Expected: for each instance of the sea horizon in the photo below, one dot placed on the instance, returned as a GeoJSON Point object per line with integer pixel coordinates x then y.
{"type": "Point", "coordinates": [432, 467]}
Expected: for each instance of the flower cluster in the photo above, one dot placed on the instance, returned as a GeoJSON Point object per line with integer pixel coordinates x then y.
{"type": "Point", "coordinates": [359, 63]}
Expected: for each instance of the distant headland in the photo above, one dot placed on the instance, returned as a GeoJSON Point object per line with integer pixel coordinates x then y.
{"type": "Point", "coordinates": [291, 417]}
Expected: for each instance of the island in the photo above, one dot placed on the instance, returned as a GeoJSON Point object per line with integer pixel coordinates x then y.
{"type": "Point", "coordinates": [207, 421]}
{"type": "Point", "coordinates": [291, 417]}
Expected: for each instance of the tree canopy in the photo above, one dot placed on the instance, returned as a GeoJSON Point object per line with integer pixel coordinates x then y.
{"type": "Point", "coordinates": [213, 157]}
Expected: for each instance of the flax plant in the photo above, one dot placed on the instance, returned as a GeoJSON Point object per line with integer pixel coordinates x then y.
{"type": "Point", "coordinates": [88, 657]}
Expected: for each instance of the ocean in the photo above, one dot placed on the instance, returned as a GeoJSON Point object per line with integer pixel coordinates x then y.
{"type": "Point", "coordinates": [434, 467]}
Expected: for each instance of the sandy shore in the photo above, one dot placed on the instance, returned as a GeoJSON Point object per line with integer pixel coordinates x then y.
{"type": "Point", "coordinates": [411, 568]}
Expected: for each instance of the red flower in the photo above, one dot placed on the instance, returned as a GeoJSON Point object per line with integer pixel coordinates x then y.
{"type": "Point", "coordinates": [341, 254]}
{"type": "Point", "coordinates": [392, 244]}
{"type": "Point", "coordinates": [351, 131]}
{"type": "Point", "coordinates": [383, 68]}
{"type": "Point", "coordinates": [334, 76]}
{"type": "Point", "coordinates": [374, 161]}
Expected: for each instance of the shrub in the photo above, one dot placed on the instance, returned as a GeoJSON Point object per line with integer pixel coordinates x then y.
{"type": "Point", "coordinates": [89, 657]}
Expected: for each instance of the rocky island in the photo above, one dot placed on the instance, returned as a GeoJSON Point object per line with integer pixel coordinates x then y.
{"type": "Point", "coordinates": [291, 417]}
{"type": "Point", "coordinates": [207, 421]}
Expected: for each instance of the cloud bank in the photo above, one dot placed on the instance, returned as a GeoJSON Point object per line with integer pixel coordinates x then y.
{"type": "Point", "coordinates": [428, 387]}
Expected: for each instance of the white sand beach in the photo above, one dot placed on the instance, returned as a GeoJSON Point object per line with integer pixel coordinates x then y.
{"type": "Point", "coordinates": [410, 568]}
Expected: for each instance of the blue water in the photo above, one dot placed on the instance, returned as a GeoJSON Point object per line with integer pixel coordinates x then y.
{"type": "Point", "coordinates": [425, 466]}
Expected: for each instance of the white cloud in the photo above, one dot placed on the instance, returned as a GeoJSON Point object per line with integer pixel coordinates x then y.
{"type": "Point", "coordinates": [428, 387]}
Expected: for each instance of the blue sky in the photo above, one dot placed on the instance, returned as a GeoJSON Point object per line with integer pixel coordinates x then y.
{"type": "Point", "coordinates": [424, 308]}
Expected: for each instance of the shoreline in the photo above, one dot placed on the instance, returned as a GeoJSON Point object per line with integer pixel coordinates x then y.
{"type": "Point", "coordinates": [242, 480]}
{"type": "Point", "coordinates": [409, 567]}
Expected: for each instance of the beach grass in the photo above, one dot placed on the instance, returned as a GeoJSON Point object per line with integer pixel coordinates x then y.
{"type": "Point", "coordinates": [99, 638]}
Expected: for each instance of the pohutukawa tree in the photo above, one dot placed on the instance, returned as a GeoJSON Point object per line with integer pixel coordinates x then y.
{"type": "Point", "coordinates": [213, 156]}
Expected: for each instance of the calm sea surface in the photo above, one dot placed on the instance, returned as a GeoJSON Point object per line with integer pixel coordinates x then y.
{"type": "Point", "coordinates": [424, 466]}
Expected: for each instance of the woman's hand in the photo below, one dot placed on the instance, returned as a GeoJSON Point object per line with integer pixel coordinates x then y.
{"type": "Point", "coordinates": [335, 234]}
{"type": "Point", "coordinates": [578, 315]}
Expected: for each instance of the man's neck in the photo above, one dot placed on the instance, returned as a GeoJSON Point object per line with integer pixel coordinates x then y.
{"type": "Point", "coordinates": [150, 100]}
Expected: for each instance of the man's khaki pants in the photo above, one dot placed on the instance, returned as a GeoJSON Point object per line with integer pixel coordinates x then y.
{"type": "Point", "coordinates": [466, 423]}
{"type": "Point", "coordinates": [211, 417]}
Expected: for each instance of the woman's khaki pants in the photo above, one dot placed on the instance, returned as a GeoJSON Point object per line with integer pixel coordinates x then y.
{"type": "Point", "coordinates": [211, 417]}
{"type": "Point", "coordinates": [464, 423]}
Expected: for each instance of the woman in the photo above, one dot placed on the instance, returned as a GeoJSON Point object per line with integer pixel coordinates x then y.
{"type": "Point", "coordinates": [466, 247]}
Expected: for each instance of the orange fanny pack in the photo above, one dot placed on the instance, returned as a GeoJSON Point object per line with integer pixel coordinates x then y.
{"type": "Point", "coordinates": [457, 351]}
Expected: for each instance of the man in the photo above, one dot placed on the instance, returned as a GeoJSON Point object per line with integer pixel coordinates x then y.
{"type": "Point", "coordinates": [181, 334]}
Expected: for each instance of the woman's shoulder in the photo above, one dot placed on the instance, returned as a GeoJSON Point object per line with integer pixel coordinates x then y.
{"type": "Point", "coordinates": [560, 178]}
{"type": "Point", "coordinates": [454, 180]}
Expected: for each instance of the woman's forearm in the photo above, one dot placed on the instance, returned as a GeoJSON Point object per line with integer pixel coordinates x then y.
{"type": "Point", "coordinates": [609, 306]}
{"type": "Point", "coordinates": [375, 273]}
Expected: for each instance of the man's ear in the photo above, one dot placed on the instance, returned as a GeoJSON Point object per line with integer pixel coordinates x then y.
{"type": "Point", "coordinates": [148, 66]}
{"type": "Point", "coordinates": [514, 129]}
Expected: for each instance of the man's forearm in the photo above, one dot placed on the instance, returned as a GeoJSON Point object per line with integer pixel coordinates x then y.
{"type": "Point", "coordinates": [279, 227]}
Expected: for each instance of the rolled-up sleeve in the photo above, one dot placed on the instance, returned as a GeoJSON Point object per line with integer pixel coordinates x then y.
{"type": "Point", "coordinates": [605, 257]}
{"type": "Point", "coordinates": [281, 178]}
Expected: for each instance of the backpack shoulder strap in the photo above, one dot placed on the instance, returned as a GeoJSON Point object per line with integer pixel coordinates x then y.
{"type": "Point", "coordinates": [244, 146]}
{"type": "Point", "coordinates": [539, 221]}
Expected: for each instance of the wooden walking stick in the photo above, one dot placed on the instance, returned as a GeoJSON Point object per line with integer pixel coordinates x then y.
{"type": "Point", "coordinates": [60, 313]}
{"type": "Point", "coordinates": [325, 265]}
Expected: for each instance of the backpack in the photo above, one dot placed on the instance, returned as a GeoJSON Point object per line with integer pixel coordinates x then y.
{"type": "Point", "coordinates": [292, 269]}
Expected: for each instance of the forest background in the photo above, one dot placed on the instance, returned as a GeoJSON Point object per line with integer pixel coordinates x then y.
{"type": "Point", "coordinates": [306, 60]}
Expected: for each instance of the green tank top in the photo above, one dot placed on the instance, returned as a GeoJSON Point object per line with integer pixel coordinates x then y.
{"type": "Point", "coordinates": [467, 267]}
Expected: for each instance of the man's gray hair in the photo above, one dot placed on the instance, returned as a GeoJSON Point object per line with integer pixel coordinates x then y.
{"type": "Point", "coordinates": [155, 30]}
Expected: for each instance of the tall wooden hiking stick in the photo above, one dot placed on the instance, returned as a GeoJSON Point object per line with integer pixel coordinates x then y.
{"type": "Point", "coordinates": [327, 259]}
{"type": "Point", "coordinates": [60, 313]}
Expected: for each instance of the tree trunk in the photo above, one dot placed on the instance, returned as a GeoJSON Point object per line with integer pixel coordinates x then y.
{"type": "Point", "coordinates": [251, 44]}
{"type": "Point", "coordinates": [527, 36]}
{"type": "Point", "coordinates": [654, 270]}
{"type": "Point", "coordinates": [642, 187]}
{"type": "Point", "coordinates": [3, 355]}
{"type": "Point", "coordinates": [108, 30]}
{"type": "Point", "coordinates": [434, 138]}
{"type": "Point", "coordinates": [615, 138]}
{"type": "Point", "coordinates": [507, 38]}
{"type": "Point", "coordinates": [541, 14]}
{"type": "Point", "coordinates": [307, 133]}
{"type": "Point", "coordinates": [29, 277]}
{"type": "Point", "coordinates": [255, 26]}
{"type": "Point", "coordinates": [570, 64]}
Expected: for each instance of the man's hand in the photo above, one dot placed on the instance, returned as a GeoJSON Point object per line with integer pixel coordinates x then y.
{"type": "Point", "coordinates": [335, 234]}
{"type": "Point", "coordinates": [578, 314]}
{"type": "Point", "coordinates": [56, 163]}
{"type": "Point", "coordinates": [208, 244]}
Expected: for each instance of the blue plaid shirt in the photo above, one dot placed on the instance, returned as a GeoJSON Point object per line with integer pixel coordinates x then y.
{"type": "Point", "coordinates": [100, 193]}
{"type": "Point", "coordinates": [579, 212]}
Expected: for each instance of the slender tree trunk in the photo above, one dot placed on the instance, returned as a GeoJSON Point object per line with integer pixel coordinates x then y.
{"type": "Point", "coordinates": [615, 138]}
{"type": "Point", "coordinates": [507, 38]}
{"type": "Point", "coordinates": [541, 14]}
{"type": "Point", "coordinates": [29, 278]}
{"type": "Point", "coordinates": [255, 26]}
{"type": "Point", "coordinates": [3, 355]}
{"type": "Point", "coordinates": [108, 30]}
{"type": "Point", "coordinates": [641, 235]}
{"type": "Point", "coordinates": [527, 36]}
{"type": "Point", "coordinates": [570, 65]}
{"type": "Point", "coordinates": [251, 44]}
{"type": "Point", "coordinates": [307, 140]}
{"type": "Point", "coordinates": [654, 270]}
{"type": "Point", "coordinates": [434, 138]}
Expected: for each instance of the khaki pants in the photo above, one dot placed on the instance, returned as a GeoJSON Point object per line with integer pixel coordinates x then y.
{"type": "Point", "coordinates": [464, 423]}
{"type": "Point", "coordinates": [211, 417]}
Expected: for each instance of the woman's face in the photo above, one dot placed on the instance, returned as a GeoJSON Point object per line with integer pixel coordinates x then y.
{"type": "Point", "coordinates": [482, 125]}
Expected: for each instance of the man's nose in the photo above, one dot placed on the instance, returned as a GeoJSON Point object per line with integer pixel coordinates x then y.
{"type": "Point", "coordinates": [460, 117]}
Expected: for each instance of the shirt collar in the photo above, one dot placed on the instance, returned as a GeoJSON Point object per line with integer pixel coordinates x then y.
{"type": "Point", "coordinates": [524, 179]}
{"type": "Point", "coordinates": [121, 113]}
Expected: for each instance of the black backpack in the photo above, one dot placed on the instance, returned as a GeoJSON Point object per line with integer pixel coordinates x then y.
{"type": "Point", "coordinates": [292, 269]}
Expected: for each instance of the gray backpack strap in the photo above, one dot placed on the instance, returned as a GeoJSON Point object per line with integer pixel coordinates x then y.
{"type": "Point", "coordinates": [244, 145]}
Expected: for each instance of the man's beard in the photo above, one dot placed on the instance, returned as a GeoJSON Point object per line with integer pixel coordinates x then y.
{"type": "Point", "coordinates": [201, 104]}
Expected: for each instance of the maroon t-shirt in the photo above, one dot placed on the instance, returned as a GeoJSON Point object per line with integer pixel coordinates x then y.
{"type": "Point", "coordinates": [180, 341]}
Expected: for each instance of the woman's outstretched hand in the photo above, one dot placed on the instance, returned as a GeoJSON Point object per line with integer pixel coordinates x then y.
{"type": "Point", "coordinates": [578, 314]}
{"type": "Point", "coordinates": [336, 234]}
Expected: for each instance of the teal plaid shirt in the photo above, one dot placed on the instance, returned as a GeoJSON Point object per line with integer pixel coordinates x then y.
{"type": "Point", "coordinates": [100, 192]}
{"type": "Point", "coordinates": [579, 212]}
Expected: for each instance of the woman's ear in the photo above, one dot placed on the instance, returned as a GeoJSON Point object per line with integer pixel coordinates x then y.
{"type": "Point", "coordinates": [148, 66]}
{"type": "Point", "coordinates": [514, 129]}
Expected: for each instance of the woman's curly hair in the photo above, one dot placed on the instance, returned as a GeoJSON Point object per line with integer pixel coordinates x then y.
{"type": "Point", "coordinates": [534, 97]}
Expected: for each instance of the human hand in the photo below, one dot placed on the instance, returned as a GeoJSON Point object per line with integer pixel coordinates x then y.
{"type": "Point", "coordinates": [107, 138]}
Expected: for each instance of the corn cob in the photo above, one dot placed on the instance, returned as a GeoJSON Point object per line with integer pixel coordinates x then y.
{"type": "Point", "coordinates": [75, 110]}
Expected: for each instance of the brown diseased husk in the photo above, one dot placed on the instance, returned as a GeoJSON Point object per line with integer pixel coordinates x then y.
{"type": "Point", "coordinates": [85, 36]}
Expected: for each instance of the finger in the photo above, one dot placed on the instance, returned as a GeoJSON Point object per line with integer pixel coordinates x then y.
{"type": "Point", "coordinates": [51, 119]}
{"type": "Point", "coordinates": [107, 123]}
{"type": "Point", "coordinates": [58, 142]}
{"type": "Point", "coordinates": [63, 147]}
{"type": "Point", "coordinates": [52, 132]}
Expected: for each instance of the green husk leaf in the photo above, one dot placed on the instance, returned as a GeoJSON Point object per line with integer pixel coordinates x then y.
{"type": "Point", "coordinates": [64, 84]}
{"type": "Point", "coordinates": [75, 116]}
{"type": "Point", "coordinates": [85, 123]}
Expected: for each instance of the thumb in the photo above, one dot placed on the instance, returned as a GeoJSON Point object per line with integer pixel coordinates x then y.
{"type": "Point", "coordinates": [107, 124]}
========================
● **REQUIREMENT**
Extract every line from the one containing "Expected: for each instance of the corn" to the end of the entries, including both of those lines, exactly as given and with nothing added.

● **EXERCISE OUTPUT**
Expected: for each instance of the corn cob in the photo above, one dot placed on the instance, returned as a GeoJSON Point object per line with integer pixel coordinates x then y.
{"type": "Point", "coordinates": [75, 110]}
Expected: for each instance of the brown diseased husk in the photo above, one dot placed on the instance, returned as a GeoJSON Point object per line with integer pixel coordinates x then y.
{"type": "Point", "coordinates": [85, 36]}
Expected: for each instance of the finger in the photo above, one dot placed on the instance, returned as a GeoJSON Point object per line with integer pixel coordinates x then y.
{"type": "Point", "coordinates": [51, 119]}
{"type": "Point", "coordinates": [107, 123]}
{"type": "Point", "coordinates": [58, 142]}
{"type": "Point", "coordinates": [63, 147]}
{"type": "Point", "coordinates": [52, 132]}
Expected: for each instance of the green husk leaf in the photo above, one dot placed on the instance, returned as a GeoJSON Point object per line with integer pixel coordinates x then y.
{"type": "Point", "coordinates": [64, 84]}
{"type": "Point", "coordinates": [75, 116]}
{"type": "Point", "coordinates": [85, 123]}
Expected: for each instance of the thumb in the photo above, one dot placed on the instance, returned as a GeoJSON Point object per line with integer pixel coordinates x then y.
{"type": "Point", "coordinates": [107, 124]}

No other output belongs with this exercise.